#### ABOUT THIS TASK:
From the line containing "Then locate the whitewater" to the final line of the material below, copy each line exactly, including both endpoints, and leave out all other lines.

#### GIVEN DATA:
□ □ □ □

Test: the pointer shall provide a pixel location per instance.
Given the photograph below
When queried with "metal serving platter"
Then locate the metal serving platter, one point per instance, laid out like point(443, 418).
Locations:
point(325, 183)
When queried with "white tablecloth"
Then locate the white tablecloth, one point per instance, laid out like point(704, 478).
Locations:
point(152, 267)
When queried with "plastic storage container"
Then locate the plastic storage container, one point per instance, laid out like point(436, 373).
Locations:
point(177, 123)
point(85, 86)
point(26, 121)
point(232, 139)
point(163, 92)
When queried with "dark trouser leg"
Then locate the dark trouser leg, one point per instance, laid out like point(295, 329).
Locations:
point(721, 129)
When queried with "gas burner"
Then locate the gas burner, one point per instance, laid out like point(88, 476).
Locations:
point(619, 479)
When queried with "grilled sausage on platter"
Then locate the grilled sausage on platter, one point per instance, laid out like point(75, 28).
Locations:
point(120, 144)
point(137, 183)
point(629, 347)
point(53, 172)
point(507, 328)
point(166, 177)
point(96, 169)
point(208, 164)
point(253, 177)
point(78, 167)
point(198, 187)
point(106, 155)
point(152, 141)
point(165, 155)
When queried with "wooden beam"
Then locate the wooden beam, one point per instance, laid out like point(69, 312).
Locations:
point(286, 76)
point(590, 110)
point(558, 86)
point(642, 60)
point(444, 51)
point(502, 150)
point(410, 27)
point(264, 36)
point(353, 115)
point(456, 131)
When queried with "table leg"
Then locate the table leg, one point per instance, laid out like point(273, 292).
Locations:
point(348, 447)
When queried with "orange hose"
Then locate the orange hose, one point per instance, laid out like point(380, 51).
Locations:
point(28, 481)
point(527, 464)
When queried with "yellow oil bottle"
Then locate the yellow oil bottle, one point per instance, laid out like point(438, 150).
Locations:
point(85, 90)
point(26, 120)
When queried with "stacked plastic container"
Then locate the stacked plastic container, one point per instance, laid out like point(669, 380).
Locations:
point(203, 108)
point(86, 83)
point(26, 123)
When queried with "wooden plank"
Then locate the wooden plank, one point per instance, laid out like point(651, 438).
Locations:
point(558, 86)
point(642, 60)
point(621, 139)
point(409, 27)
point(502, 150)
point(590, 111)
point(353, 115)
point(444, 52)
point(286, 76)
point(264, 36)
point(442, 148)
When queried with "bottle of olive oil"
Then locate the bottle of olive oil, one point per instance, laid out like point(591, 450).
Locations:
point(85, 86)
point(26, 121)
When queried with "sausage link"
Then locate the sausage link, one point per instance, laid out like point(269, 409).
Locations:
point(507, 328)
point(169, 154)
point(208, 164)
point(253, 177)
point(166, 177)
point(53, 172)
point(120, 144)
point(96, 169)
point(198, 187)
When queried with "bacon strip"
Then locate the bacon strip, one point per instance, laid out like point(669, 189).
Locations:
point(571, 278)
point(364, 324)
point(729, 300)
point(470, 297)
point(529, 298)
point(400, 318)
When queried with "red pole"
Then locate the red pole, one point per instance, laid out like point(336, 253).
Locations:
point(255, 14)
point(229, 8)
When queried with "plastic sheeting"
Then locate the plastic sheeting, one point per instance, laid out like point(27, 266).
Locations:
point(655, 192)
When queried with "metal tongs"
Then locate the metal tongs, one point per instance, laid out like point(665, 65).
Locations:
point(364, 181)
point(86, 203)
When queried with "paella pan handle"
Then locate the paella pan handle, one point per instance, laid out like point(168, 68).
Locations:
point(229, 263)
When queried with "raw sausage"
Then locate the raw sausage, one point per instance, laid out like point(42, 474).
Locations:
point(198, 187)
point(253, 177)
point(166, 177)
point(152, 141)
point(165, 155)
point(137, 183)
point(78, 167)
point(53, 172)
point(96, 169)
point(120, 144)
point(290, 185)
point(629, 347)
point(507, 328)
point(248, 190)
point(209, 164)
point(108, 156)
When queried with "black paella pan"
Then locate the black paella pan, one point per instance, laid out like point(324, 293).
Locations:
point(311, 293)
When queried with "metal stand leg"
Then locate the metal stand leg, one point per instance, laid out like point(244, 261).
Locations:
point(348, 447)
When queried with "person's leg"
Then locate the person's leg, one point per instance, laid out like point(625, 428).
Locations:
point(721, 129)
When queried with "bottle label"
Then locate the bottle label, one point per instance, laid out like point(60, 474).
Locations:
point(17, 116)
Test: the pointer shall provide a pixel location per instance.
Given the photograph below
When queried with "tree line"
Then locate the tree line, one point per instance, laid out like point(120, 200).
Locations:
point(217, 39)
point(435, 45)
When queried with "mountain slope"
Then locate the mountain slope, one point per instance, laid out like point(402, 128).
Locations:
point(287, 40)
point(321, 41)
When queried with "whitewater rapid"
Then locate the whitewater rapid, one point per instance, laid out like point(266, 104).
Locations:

□ □ □ □

#### EXERCISE ANSWER:
Then locate the whitewater rapid, one point per instance, laid out like point(266, 104).
Locations:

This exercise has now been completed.